* [GIVEN DATA]
....

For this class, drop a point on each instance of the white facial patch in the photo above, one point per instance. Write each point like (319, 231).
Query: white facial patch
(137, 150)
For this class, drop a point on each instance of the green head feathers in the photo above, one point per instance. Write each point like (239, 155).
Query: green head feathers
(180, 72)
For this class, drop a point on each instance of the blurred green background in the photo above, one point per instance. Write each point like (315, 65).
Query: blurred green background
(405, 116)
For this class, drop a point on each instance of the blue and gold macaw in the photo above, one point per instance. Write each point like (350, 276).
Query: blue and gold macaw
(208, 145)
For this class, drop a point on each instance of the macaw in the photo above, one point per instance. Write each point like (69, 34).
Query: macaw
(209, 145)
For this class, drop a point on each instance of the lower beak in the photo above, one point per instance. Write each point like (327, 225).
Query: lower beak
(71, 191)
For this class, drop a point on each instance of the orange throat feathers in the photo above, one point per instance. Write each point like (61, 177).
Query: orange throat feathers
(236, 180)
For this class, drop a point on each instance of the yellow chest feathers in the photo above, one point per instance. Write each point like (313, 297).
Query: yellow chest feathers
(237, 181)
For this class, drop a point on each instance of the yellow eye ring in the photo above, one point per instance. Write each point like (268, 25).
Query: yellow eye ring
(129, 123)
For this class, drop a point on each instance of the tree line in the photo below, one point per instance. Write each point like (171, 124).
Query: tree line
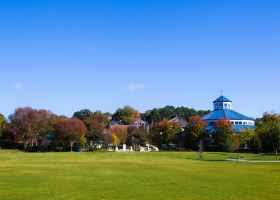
(41, 130)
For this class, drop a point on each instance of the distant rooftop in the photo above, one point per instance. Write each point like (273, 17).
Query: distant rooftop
(222, 99)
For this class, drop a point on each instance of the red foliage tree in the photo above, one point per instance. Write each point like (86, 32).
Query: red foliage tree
(70, 130)
(119, 134)
(168, 129)
(30, 124)
(224, 134)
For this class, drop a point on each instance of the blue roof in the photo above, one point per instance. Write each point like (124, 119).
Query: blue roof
(228, 114)
(222, 99)
(236, 128)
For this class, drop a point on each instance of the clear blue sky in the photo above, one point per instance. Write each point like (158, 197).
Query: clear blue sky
(102, 54)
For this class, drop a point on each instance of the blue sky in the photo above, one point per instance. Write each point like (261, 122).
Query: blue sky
(103, 54)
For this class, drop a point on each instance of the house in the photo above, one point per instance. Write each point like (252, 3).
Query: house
(223, 110)
(180, 121)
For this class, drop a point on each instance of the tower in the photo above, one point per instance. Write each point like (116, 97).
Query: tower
(222, 103)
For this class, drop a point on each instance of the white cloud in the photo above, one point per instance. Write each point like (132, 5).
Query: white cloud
(18, 86)
(134, 86)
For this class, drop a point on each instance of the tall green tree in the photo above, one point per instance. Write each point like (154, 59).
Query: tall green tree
(127, 115)
(30, 124)
(224, 134)
(3, 125)
(70, 130)
(268, 130)
(165, 132)
(195, 132)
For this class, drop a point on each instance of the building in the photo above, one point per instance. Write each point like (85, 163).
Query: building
(180, 121)
(223, 110)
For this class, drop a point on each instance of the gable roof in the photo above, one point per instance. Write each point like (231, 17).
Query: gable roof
(222, 99)
(228, 114)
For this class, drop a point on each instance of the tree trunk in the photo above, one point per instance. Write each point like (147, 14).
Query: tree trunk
(32, 142)
(25, 143)
(237, 155)
(71, 145)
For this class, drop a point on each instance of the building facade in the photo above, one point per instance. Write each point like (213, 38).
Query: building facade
(223, 110)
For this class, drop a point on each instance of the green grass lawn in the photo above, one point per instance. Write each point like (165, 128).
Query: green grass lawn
(135, 176)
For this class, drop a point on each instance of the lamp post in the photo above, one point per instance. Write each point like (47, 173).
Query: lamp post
(160, 141)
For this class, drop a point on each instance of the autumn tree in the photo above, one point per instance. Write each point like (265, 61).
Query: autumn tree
(224, 134)
(195, 132)
(245, 136)
(137, 136)
(3, 125)
(96, 125)
(169, 131)
(127, 115)
(119, 134)
(268, 130)
(29, 124)
(70, 130)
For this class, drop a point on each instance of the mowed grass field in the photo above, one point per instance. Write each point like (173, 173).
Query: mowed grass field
(135, 176)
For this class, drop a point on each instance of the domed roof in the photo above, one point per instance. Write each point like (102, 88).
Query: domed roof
(227, 114)
(222, 99)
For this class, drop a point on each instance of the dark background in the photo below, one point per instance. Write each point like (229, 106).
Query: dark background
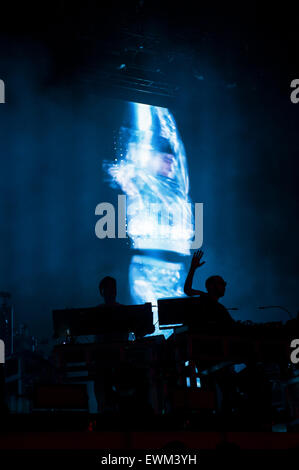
(225, 74)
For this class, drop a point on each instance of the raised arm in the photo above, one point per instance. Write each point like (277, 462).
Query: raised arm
(195, 263)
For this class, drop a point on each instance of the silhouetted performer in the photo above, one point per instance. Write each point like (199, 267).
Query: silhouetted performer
(210, 310)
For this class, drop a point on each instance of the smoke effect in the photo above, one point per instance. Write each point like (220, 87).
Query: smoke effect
(242, 152)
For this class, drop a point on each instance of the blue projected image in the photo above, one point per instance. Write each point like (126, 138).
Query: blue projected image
(151, 170)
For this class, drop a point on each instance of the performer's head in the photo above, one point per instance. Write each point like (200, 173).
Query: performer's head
(215, 286)
(107, 288)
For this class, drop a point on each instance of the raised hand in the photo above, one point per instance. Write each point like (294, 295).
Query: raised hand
(196, 259)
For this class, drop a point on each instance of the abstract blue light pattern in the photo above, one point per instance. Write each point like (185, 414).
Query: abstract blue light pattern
(152, 171)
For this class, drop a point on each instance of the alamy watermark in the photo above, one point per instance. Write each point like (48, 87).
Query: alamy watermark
(153, 220)
(2, 92)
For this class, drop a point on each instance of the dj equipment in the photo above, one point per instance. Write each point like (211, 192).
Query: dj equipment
(104, 319)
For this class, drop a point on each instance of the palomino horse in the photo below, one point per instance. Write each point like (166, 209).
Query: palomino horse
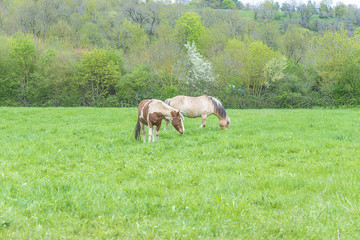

....

The result should be an exact retyped version of all the entries above, containing no pictures.

* [RESULT]
For this class, drop a point on each instance of the white facial patch in the photo above, one point per instance. Write each point like (319, 231).
Query: white facial patch
(137, 150)
For this class, drop a point on each instance of the green head feathers in the photo above, one point per instance. Write each point like (239, 155).
Query: green head feathers
(180, 72)
For this class, drop a point on each instance of the blurred green background in the photo above, one point per instance. Write each point like (315, 65).
Query: blurred green background
(405, 116)
For this class, drop a point on each instance of the blue and gold macaw in the photo above, one point per instance. Write each point like (350, 276).
Query: blue and gold macaw
(208, 145)
For this class, drop a point on each instance of the macaw in the photo above, one point per instance. Write each point like (69, 34).
Query: macaw
(209, 145)
For this class, drop a point on each instance of the lower beak in the photo above, one point per instance. Write each point like (327, 225).
Query: lower beak
(71, 191)
For this class, drop a point on each instance of the orange throat feathers in the photo above, one point per instance. Write each point like (61, 177).
Query: orange throat feathers
(236, 180)
For this class, drop a point on each instance of the yellow chest feathers in the photo above, one point per instance. Write each point like (313, 297).
Query: yellow chest feathers
(237, 181)
For this class, drop a point on each instance of the yellow eye ring in the photo above, one point per instance. Write each point like (268, 25).
Query: yellow eye ring
(129, 123)
For this class, drop a point on each instance of the tree line in the photo below, one point per instance. Write each point like (171, 124).
Query: tree line
(41, 130)
For this class, drop a point on each instance of the distant rooftop in the photo above, one point per instance. Write each point like (273, 17).
Query: distant rooftop
(222, 99)
For this class, drop a point on each instance of the red foliage tree in the photo above, one point per instance. Write each point like (86, 32).
Query: red foliage tree
(70, 130)
(119, 134)
(168, 129)
(30, 124)
(224, 134)
For this class, drop a point on each instance of the blue roof in the photo above, one point per instance. Write each point like (124, 119).
Query: blue roof
(228, 114)
(222, 99)
(236, 128)
For this class, drop a point on each instance of the clear blue sky in the photo above, one point per instance. Write each point like (158, 197).
Query: clear blue sky
(102, 54)
For this class, drop a point on each instance of the blue sky in the photo above, one point per instance. Write each point like (261, 122).
Query: blue sky
(103, 54)
For this class, drop a point on each instance of the house in the photo above, one point per instance. Write each point like (252, 3).
Query: house
(223, 110)
(180, 121)
For this class, drop a point on each instance of the tower in the photo above, one point per instance. Write each point like (116, 97).
Query: tower
(222, 103)
For this class, drop a point on each instance of the white cloud in the photo above, one point per instance. Write each point like (132, 5).
Query: white cloud
(18, 86)
(134, 86)
For this class, drop a point on each instance of the tall green tree in the photo above, one point per instance. Write each point like (154, 59).
Query: tall green tree
(127, 115)
(30, 124)
(224, 134)
(3, 125)
(70, 130)
(268, 130)
(165, 132)
(195, 132)
For this class, drop a point on each instance of the building in the photo above, one point per instance. Write each point like (85, 163).
Query: building
(180, 121)
(223, 110)
For this class, drop a point on each instance of the gable roof in the photo above, one point per instance. Write each point like (231, 17).
Query: gable roof
(222, 99)
(228, 114)
For this class, drop a point on each instance of the tree trunk in the photo above, one point per instance. Write each point like (147, 14).
Query: tree trunk
(32, 142)
(25, 143)
(237, 155)
(71, 145)
For this class, drop a point on each instance of the building facade in the photo above, one point per instance. Write each point like (213, 38).
Query: building facade
(223, 110)
For this class, drop a point on each instance of the green grass lawn in the photo above, one point per instance. Write each point like (165, 128).
Query: green grass lawn
(135, 176)
For this class, drop a point on each instance of the lamp post in the photo above, one point per instance. Write each point like (47, 173).
Query: lamp post
(160, 141)
For this class, drop a point on each instance of the autumn tree in the photo above, one point per instance. Write each point like (265, 61).
Query: autumn tree
(224, 134)
(195, 132)
(245, 136)
(137, 136)
(3, 125)
(96, 125)
(169, 131)
(127, 115)
(119, 134)
(268, 130)
(29, 124)
(70, 130)
For this class, drop a point on each instance of the mowed grass field in the photo above, one point per instance. Write each point like (173, 173).
Query: mowed grass field
(135, 176)
For this class, drop a point on each instance of the domed roof in the photo above, one point per instance. Write each point like (102, 88).
Query: domed roof
(227, 114)
(222, 99)
For this class, drop a point on each instance of the dark background in the photo below, one point per instance. Write each point like (229, 106).
Query: dark background
(225, 74)
For this class, drop a point on each instance of the raised arm in the photo above, one point per instance. Write each point like (277, 462).
Query: raised arm
(195, 263)
For this class, drop a point on each instance of the silhouetted performer in the photo above, one point per instance. Write each point like (199, 267).
Query: silhouetted performer
(210, 310)
For this class, drop a point on each instance of the smoke effect in the photo above, one point per instance. Write each point like (220, 87).
Query: smoke effect
(242, 152)
For this class, drop a point on each instance of the blue projected image in the photo above, one point per instance. Write each point like (126, 138).
Query: blue projected image
(151, 170)
For this class, drop a point on each instance of the performer's head in the photo above, one point per instance. Write each point like (200, 173).
Query: performer's head
(215, 286)
(107, 288)
For this class, drop a point on each instance of the raised hand in the photo above, one point per instance. Write each point like (294, 295).
Query: raised hand
(196, 259)
For this class, drop a point on each instance of the abstract blue light pattern in the photo above, one point per instance. Write each point like (185, 414).
Query: abstract blue light pattern
(152, 171)
For this class, drop a point on each instance of the alamy watermark in the photo above, one point per instance. Write each point like (48, 87).
Query: alamy watermark
(153, 220)
(2, 92)
For this class, drop a point on each instance of the dj equipment in the photo above, one point per instance. Write each point like (211, 192).
Query: dj equipment
(104, 319)
For this class, drop a point on each instance of the palomino horse in the photo below, one point per instance. Write each point like (166, 209).
Query: palomino horse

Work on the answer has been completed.